= Joseph Ma Yinglin =

Chinese archbishop (born 1965)

Joseph Ma Yinglin (Chinese: 馬英林; born 1965) is the Chinese Patriotic Catholic Association-sponsored Bishop of the diocese of Kunming, China. He was consecrated a bishop on 30 April 2006, at age 41. The diocese had been vacant for 11 years.

The ordination of Bishop Ma went ahead without the approval of the Vatican. For some years, there had been an informal arrangement whereby new bishops for Chinese Catholic dioceses sought approval from the Pope prior to ordination. This was broken with the ordination of Ma, who had been the secretary of the Council of Catholic Bishops (a sort of episcopal conference not recognized by the Holy See) and had held various offices in the Chinese Patriotic Catholic Association, a division of the Religious Affairs Bureau of the Chinese government and the organism that controls the Church, and whose statutes include the goal of creating a national Church detached from the Holy See.

— EXERCISE DETAILS —
According to the biography of Joseph Ma Yinglin, how long had the diocese of Kunming been vacant before he was consecrated a bishop?

— SUPPLIED ENTRIES —
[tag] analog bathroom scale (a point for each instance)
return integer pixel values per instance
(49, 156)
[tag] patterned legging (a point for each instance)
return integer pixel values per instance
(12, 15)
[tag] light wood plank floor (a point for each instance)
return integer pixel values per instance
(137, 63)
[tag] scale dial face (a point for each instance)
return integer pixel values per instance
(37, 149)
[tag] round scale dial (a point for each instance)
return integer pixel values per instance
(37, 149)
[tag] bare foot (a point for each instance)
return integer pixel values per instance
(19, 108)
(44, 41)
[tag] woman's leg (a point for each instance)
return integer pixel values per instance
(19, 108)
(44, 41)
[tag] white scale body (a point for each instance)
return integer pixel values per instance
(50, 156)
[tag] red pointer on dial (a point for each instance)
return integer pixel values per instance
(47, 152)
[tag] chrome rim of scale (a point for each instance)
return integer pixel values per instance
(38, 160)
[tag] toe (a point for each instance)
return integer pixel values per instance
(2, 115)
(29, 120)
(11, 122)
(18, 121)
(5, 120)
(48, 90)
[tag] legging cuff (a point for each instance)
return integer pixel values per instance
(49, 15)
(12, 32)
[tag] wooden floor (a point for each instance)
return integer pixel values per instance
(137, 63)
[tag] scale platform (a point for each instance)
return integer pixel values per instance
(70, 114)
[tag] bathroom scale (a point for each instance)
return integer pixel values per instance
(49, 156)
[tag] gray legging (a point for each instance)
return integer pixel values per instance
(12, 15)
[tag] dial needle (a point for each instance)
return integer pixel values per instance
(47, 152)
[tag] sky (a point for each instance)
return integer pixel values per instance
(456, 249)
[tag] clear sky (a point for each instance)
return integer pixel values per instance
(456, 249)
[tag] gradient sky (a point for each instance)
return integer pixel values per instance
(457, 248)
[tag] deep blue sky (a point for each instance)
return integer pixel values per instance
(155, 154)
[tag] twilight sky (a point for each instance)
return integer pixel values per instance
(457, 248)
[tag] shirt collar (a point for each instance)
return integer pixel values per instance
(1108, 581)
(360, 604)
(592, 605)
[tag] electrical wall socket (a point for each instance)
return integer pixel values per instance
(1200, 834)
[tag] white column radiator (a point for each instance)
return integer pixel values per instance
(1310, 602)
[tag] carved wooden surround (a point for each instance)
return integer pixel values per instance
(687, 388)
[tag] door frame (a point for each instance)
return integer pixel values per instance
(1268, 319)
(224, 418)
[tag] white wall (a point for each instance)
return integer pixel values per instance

— SOLUTION TO THIS EXERCISE —
11 years